■ **Quellauszug**:
+++++
Diesen Giganten gilt es zu besteigen: Cotopaxi (5.897m) - der dritthöchste aktive Vulkan der Welt. 


Am Vorabend. Sicht vom Camping Platz im Cotopaxi Nationalpark auf 3.800m. Ich bin bestens akklimatisiert. Gut vorbereitet. Habe heute schon 4 Liter Wasser und 1 Liter Coca-Tee getrunken. Weitere 2 Liter werden nachts folgen. Völlig unverständlich habe ich aber hier schon Kopfweh. Obwohl ich mich seit 3 Wochen auf dieser Höhe befinde... 
19.00: Schlafsack ausrollen. 22.00: Schlafsack einrollen. Geschlafen habe ich nicht.



Wir starten um 00.30 vom Parkplatz auf 4.500m (das Refugio auf 4.800m, wo man normalerweise den Aufstieg beginnt, war leider geschlossen). Das bedeutet 300 Höhenmeter mehr zu besteigen. 

Das Wetter ist toll. Fast Vollmond. Ich brauche nicht einmal meine Stirnlampe. 5.000m. Ich erreiche den Gletscher, hier wird mir schon schlecht. Ich musste einen schlechten Tag erwischt haben. 1 Woche zuvor hatte ich am Iliniza Norte (5.126m) nicht einmal Kopfschmerzen. Aber nicht daran denken. Ein Schritt. Noch ein Schritt. Nach 1,5 Stunden frage ich Francisco, meinen Guide: "Welche Höhe haben wir?" Es mussten sicher schon 5.400m sein. Er antwortete: "5.100m." Nach weiteren 2 Stunden frage ich noch einmal. Bestimmt hatten wir jetzt 5.600m. Er antwortete: "5.300m." Ich zwinge mich, meine Banane zu essen. Schon gefroren. Mmh... Bananeneis.
+++++
■ **Bereitgestellte Daten**:
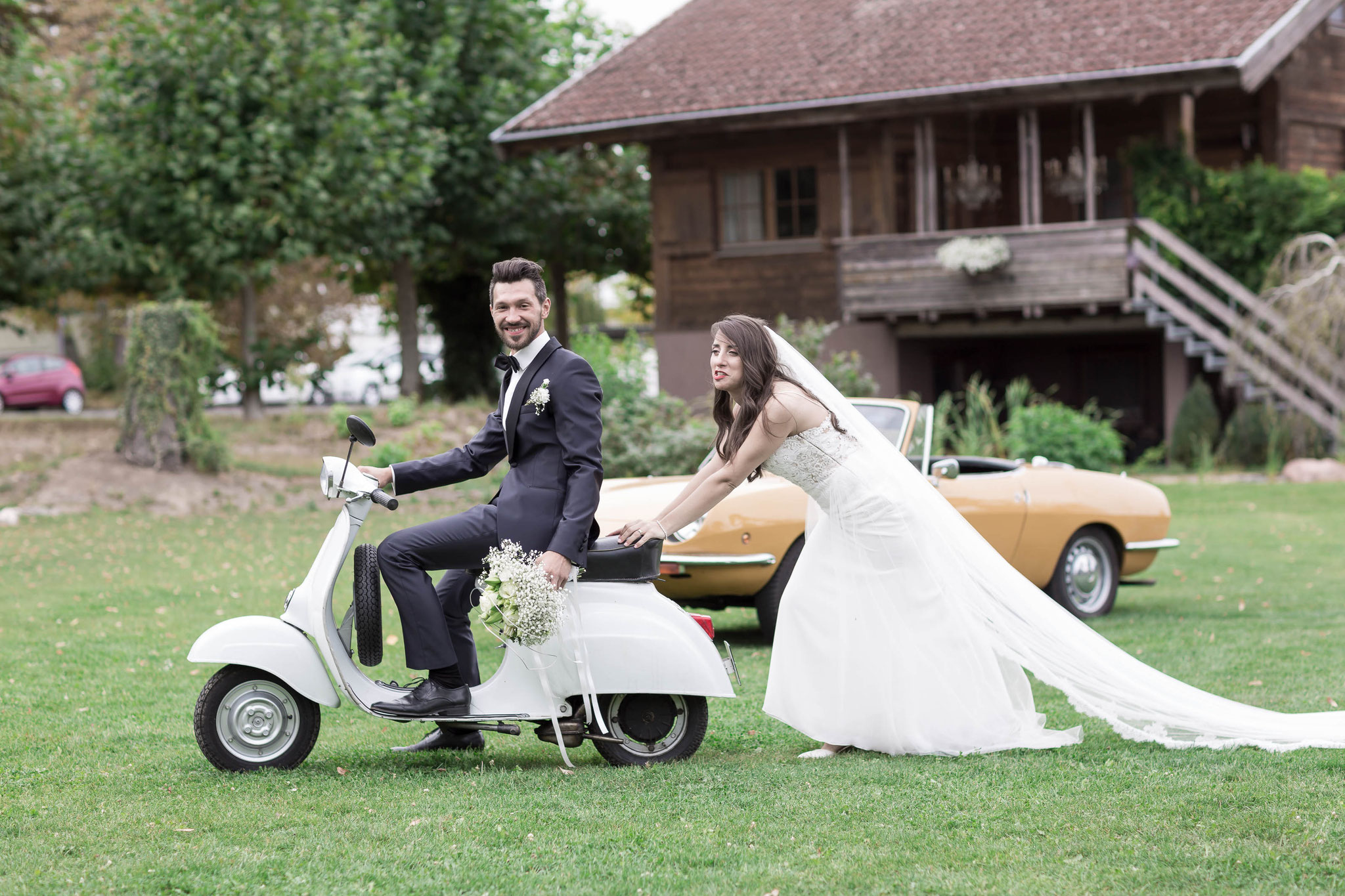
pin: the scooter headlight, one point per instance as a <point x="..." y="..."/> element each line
<point x="686" y="532"/>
+++++
■ **Aufgabenstellung**:
Gib aus dem Bericht über die Cotopaxi-Besteigung den Abschnitt zwischen „Diesen Giganten gilt“ und „mehr zu besteigen.“, beide eingeschlossen, wortgetreu aus.

■ **Ergebnis**:
Diesen Giganten gilt es zu besteigen: Cotopaxi (5.897m) - der dritthöchste aktive Vulkan der Welt. 


Am Vorabend. Sicht vom Camping Platz im Cotopaxi Nationalpark auf 3.800m. Ich bin bestens akklimatisiert. Gut vorbereitet. Habe heute schon 4 Liter Wasser und 1 Liter Coca-Tee getrunken. Weitere 2 Liter werden nachts folgen. Völlig unverständlich habe ich aber hier schon Kopfweh. Obwohl ich mich seit 3 Wochen auf dieser Höhe befinde... 
19.00: Schlafsack ausrollen. 22.00: Schlafsack einrollen. Geschlafen habe ich nicht.



Wir starten um 00.30 vom Parkplatz auf 4.500m (das Refugio auf 4.800m, wo man normalerweise den Aufstieg beginnt, war leider geschlossen). Das bedeutet 300 Höhenmeter mehr zu besteigen.